(Location labeling records)
——
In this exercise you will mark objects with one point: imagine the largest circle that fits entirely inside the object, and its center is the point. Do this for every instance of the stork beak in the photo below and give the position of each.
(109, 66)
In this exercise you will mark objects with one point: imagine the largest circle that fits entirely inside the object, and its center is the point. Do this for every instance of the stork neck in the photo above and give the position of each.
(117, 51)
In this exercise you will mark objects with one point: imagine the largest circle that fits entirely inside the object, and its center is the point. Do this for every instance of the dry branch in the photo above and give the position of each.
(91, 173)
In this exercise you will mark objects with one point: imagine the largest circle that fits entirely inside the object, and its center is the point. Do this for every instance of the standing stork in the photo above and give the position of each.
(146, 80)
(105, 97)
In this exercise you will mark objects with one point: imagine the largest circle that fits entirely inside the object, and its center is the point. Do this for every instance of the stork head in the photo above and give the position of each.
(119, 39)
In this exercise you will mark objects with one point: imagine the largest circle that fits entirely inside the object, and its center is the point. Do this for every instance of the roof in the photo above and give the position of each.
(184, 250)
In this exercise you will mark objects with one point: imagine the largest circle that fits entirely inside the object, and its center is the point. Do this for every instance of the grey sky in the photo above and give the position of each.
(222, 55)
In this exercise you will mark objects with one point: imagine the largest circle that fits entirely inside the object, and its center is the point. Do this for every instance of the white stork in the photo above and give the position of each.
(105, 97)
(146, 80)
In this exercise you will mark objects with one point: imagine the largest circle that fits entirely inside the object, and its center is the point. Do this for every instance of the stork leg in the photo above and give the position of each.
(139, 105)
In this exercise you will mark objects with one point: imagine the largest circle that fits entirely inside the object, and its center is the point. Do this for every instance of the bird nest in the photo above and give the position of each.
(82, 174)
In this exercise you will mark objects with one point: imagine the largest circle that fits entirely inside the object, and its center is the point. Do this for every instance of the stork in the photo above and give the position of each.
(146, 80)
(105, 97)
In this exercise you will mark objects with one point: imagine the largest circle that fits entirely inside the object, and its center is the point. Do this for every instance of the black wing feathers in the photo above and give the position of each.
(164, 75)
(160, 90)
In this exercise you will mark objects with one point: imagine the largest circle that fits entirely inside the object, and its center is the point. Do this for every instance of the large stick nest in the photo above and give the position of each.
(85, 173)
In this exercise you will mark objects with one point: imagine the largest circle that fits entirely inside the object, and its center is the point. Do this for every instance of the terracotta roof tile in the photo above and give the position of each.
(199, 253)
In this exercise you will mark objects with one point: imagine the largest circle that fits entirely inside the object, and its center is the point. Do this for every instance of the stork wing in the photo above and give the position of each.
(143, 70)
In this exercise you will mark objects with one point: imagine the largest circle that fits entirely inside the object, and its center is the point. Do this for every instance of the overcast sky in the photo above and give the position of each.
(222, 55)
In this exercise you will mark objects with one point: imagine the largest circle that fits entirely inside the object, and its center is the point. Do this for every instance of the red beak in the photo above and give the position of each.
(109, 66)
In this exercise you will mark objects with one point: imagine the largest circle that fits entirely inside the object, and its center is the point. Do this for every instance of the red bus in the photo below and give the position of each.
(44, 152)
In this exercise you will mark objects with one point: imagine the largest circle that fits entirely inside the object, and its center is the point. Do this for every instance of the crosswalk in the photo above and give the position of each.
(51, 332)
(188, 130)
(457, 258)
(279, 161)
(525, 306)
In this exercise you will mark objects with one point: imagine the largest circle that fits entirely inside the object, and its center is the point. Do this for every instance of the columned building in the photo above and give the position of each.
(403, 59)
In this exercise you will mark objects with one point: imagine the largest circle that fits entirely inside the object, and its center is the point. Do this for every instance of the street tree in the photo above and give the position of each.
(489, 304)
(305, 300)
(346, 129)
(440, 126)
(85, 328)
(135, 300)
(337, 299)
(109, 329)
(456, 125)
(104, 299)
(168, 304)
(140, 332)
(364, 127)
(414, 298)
——
→ **PROBLEM DETAILS**
Your task is to extract all of the records exactly.

→ **TASK ANSWER**
In this exercise you will mark objects with one point: imagine the largest circle that fits entirely inside the object, and its center is the point. Do this for every instance of the stork beak in the photo below and give the position of each.
(109, 66)
In this exercise you will mark objects with one point: imagine the largest circle that fits entirely inside the object, and its center is the point. Do this for every instance of the stork neck in the photo above and give the position of each.
(117, 51)
In this exercise you will mark objects with one point: imagine the largest circle that fits entirely inside the object, and its center is the point. Do this for every instance of the dry branch in the photo above and give the position of each.
(91, 173)
In this exercise you will mark objects with one point: imagine the largest circle that fits entirely inside the object, and its center is the point. Do this for every instance of the standing stork in the photo above and give the position of each.
(146, 80)
(105, 97)
In this exercise you will mark objects with one point: imagine the largest circle that fits entirely inside the object, and its center is the point. Do this for every instance of the stork head in the photo above and give the position of each.
(119, 39)
In this exercise you will mark objects with one point: imagine the largest circle that fits entirely inside the object, and its center is the point. Do this for every instance of the roof in the photo above and give the position of each.
(184, 250)
In this exercise you will mark objects with one point: imagine the largest circle that fits entirely inside the object, and its center is the point. Do this for every instance of the grey sky in the photo above and give the position of each.
(222, 55)
In this exercise you will mark objects with one point: imagine the largest circle that fits entirely inside the object, and its center is the point. Do this for every instance of the white stork in the photo above and give the position of each.
(105, 97)
(146, 80)
In this exercise you will mark objects with one point: imagine the largest circle that fits entirely inside the object, and its center is the point. Do this for every instance of the stork leg in the photo above and give the position of each.
(139, 105)
In this exercise you will mark objects with one point: imagine the largest circle that fits entirely inside the object, and its center is the point. Do this for every instance of the bird nest in the photo above and give the position of each.
(82, 174)
In this exercise you will mark objects with one point: imagine the largest circle that fits entirely inside the object, and its center is the point. Do this for every instance of the stork in the photo above and give the position of each.
(146, 80)
(105, 97)
In this exercise you will mark objects with one point: imagine the largest circle that fits entirely inside the object, and its center is the point. Do this for every instance of the black wing feathers in the photo above and give the position of each.
(164, 75)
(160, 90)
In this exercise you will mark objects with one point: imagine the largest circle that fits entirely inside the object, and its center is the point. Do this for every instance of the large stick nest in the photo above and give the position of each.
(85, 173)
In this exercise you will mark objects with one point: imagine the largest circle that fits entirely inside the object, and its center is the point. Do this for every instance of the terracotta roof tile in the photo above and give the position of each.
(199, 253)
In this exercise you will mark objects with one point: imagine the largest circle that fits entirely inside the object, and its center is the point. Do this for every instance of the stork wing in the photo above and give the position of each.
(143, 70)
In this exercise you will mark objects with one point: imagine the largest circle that fits entirely inside the object, and its center is the point. Do this for every instance of the overcast sky in the photo above and give the position of each.
(222, 55)
In this exercise you will mark objects with one point: imagine the largest circle that fits entirely inside the object, and its center is the point. Do this for every instance of the red beak in the photo above and give the position of each.
(109, 66)
In this exercise you will mark objects with one point: imagine the largest circle that fits entirely inside the object, and its center is the point. Do this for every instance of the red bus in the photo below and give the position of each.
(44, 152)
In this exercise you will mark objects with one point: imagine the largest circle that fits entirely inside the object, and its center is the point. Do this for every instance of the crosswalk in the photo above and give the position of each.
(51, 332)
(188, 130)
(457, 258)
(279, 161)
(525, 306)
In this exercise you will mark objects with one point: imagine the largest circle that fits entirely inside the object, and its center is the point. Do this for every instance of the columned building in the photo above and give the position of each.
(403, 59)
In this exercise you will mark objects with one point: imagine the largest circle that fits entirely inside the object, and its center is the point. Do this for every instance of the street tree in the photo above and give the position of each.
(489, 304)
(305, 300)
(346, 129)
(440, 126)
(85, 328)
(135, 300)
(337, 299)
(109, 329)
(456, 125)
(104, 299)
(168, 304)
(140, 332)
(364, 127)
(414, 298)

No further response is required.